STATED TASK — Turn the lines from the one containing "target: green foliage" to the one containing "4L209 4L211 3L223" into a numbered list, leaving out blank lines.

RECORDS SHOWN —
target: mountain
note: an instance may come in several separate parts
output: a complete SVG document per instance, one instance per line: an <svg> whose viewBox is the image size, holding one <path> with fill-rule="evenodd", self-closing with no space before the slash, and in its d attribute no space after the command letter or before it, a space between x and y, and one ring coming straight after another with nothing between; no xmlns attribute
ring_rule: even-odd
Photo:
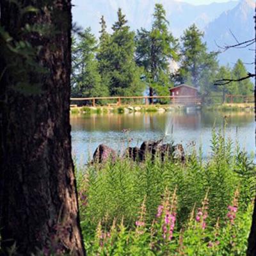
<svg viewBox="0 0 256 256"><path fill-rule="evenodd" d="M231 45L237 44L236 40L243 42L253 39L255 8L254 0L242 0L234 8L224 12L210 22L205 29L205 40L209 49L218 51L220 49L217 45ZM253 62L254 52L250 51L250 48L255 48L255 45L246 49L230 49L219 55L220 63L233 65L238 58L246 63ZM246 67L252 71L253 66L248 65Z"/></svg>
<svg viewBox="0 0 256 256"><path fill-rule="evenodd" d="M254 36L254 0L230 1L205 5L192 5L175 0L73 0L73 19L83 28L90 26L97 36L100 30L99 20L104 15L109 31L117 19L118 7L126 15L133 30L149 29L156 3L162 3L170 21L170 30L180 36L189 25L195 23L205 31L205 40L210 51L219 51L216 45L232 45ZM248 49L230 49L219 55L221 64L234 65L238 58L244 63L253 61L253 52ZM252 71L253 66L247 68Z"/></svg>
<svg viewBox="0 0 256 256"><path fill-rule="evenodd" d="M132 29L141 27L148 29L157 3L163 4L170 23L170 30L176 36L179 36L184 29L194 22L200 29L204 29L223 12L233 8L237 3L236 1L230 1L195 6L174 0L74 0L73 19L83 28L90 26L92 32L98 35L100 16L105 17L108 30L111 31L111 27L117 19L117 10L120 7Z"/></svg>

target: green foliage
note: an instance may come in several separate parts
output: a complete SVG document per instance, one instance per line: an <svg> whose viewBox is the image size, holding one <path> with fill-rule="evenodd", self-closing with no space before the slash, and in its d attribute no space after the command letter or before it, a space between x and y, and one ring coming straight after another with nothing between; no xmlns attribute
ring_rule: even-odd
<svg viewBox="0 0 256 256"><path fill-rule="evenodd" d="M15 29L6 31L0 26L1 57L3 63L0 70L0 81L4 77L12 84L9 90L13 90L23 96L31 97L42 92L43 83L49 74L48 70L38 61L38 54L43 45L35 45L33 40L40 37L41 40L48 40L56 33L49 24L35 23L31 24L20 22L31 14L40 12L28 3L12 1L10 4L16 8L19 20L15 21ZM40 5L44 7L44 3ZM51 31L49 32L49 31ZM33 79L31 78L32 74Z"/></svg>
<svg viewBox="0 0 256 256"><path fill-rule="evenodd" d="M119 159L80 170L89 255L244 255L256 172L252 159L237 147L233 151L232 143L225 131L213 129L206 159L192 147L184 164L148 156L143 163ZM170 241L163 237L166 216L156 217L159 205L175 220ZM205 217L198 220L200 211Z"/></svg>
<svg viewBox="0 0 256 256"><path fill-rule="evenodd" d="M144 68L150 87L158 94L166 93L172 86L169 65L172 60L177 59L177 40L168 31L169 22L162 4L156 4L153 17L150 31L144 29L138 31L136 61Z"/></svg>
<svg viewBox="0 0 256 256"><path fill-rule="evenodd" d="M87 28L79 36L73 38L72 92L74 97L103 97L108 95L104 86L95 60L96 39Z"/></svg>
<svg viewBox="0 0 256 256"><path fill-rule="evenodd" d="M212 89L218 63L216 54L207 52L203 36L204 33L195 24L185 30L181 37L181 65L178 80L200 88L202 94L207 95Z"/></svg>

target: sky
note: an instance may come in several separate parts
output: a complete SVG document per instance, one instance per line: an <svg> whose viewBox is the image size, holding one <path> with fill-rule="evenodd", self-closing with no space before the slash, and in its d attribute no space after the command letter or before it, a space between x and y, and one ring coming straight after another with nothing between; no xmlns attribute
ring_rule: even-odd
<svg viewBox="0 0 256 256"><path fill-rule="evenodd" d="M199 4L209 4L211 3L223 3L228 2L229 0L178 0L180 2L186 2L191 4L199 5ZM234 0L238 1L238 0Z"/></svg>

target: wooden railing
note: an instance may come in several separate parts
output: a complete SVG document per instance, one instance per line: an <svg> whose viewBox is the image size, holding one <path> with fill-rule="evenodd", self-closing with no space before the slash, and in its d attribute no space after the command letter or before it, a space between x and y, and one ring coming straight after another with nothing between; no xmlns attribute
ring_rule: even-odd
<svg viewBox="0 0 256 256"><path fill-rule="evenodd" d="M145 105L148 105L149 100L152 99L151 104L154 104L154 99L169 99L170 103L172 104L201 104L201 98L196 97L195 96L134 96L134 97L96 97L92 98L71 98L70 100L74 101L83 101L88 104L88 102L90 104L91 106L95 107L96 106L97 100L116 100L116 103L114 104L107 104L107 105L117 105L118 106L122 106L122 100L143 100L143 102Z"/></svg>
<svg viewBox="0 0 256 256"><path fill-rule="evenodd" d="M205 102L216 102L221 104L223 102L222 95L211 95L207 97L198 97L195 96L115 96L115 97L96 97L92 98L71 98L72 102L76 102L77 104L72 104L72 106L80 106L88 105L95 107L97 102L100 101L100 104L107 106L120 106L125 105L134 104L134 100L140 100L140 104L148 105L150 99L152 100L151 104L154 104L155 99L167 99L169 104L181 104L181 105L199 105L204 100ZM253 96L245 96L241 95L230 95L227 94L225 96L225 102L227 103L253 103L254 102L254 97ZM133 102L131 102L131 101ZM78 104L78 102L79 102ZM158 102L157 102L158 103Z"/></svg>

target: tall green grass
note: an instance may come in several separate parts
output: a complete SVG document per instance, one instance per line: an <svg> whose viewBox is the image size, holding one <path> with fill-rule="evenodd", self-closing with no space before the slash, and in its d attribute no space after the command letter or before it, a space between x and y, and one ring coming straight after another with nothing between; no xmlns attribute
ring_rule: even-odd
<svg viewBox="0 0 256 256"><path fill-rule="evenodd" d="M244 240L241 238L243 241L239 242L241 243L239 245L237 244L237 246L244 249L246 236L250 228L247 224L250 225L251 202L255 192L256 172L252 159L234 144L231 140L225 138L221 131L217 132L214 130L211 154L207 159L203 159L200 153L197 153L194 148L187 155L185 163L173 163L168 159L161 161L159 157L154 161L147 157L142 163L134 163L128 159L119 159L115 163L109 161L104 164L92 165L79 170L77 183L81 225L86 246L88 252L91 252L89 255L98 255L99 250L102 250L105 252L103 253L103 251L100 251L99 255L213 255L209 252L210 254L207 254L207 248L211 244L210 247L207 244L213 239L212 236L217 222L221 229L224 228L220 231L223 232L221 236L225 236L225 228L233 230L228 230L228 232L239 231L244 234ZM235 150L232 150L234 148ZM156 246L154 249L150 247L152 242L150 237L152 229L156 228L152 223L156 221L157 209L163 204L166 191L170 195L175 191L177 196L175 228L171 243L175 246L173 245L172 251L172 246L168 244L166 250L169 252L162 253L160 247ZM237 200L239 205L238 216L240 216L237 221L240 222L237 222L236 227L230 225L228 228L227 207L232 205L236 191L239 191ZM191 212L202 207L205 194L207 195L207 232L189 225ZM145 223L143 236L137 237L138 227L135 223L141 215L142 204L145 209L141 221ZM124 250L123 252L120 251L120 254L111 254L109 251L114 250L112 242L111 246L108 244L105 248L102 241L95 247L95 241L99 239L99 232L106 231L107 234L111 232L111 228L114 232L113 221L115 238L115 243L112 242L117 243L115 246L119 246L119 249L115 247L115 250L119 252L121 248ZM246 227L243 224L245 222ZM239 225L243 227L239 227ZM159 227L157 228L161 229ZM132 244L137 239L139 240L136 243L139 244L134 248ZM181 252L179 254L177 252L181 250L179 247L180 239L184 244L189 244L189 247L194 243L198 243L198 246L195 246L193 252L189 252L189 250L187 248L188 252L184 250L183 254ZM221 241L225 244L223 247L225 248L228 247L227 243L229 243L224 241L226 239L225 237ZM134 252L144 250L143 246L145 252L154 252L155 254L131 252L134 250ZM203 246L202 250L198 246ZM233 247L231 246L230 252ZM244 252L243 254L218 253L214 255L244 255Z"/></svg>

THE RESULT —
1. target: green foliage
2. note: an instance may come in several separate parts
3. output: a complete SVG document per instance, one instance per line: an <svg> whose viewBox is the image size, holding one <path> with fill-rule="evenodd", self-closing with no space before the slash, and in its d attribute no space after the command letter or before it, a space between x and y, and one ring coming straight after another with nothing between; no xmlns attribute
4. ring_rule: even-odd
5. <svg viewBox="0 0 256 256"><path fill-rule="evenodd" d="M15 29L6 31L0 26L1 57L3 63L0 70L0 81L4 77L12 84L9 90L13 90L23 96L31 97L42 92L43 83L49 74L48 70L38 61L38 54L43 45L35 45L33 40L40 37L41 40L48 40L56 33L49 24L35 23L31 24L20 22L31 14L40 12L28 3L12 1L10 4L16 8L19 20L15 21ZM40 5L44 7L44 3ZM51 31L49 32L49 31ZM33 79L31 78L32 74Z"/></svg>
6. <svg viewBox="0 0 256 256"><path fill-rule="evenodd" d="M119 159L80 170L89 255L244 255L256 172L252 159L237 147L233 151L232 143L225 131L213 129L206 159L192 147L184 164L148 156L143 163ZM170 241L163 237L166 216L156 217L159 205L175 220ZM205 217L198 220L200 211Z"/></svg>
7. <svg viewBox="0 0 256 256"><path fill-rule="evenodd" d="M144 68L150 87L158 94L166 93L172 86L169 65L172 60L177 59L177 40L168 31L169 22L162 4L156 4L153 17L150 31L144 29L138 31L136 61Z"/></svg>
8. <svg viewBox="0 0 256 256"><path fill-rule="evenodd" d="M87 28L79 36L73 38L72 92L74 97L103 97L108 95L104 86L95 60L96 39Z"/></svg>
9. <svg viewBox="0 0 256 256"><path fill-rule="evenodd" d="M212 89L218 63L216 54L207 52L203 36L204 33L195 24L185 30L181 37L181 65L178 80L200 88L202 94L207 95Z"/></svg>
10. target: sky
11. note: an instance may come in several separate parts
12. output: a complete SVG document per instance, one instance per line: an <svg> whose viewBox is the image size, holding one <path> with fill-rule="evenodd", self-closing with no space before the slash, and in its d attribute no space after the command letter or before it, a space between x and y, and one ring coming straight after another with nothing between; no xmlns attribute
13. ring_rule: even-odd
14. <svg viewBox="0 0 256 256"><path fill-rule="evenodd" d="M199 4L209 4L211 3L223 3L228 2L229 0L178 0L180 2L186 2L191 4L199 5ZM234 0L238 1L238 0Z"/></svg>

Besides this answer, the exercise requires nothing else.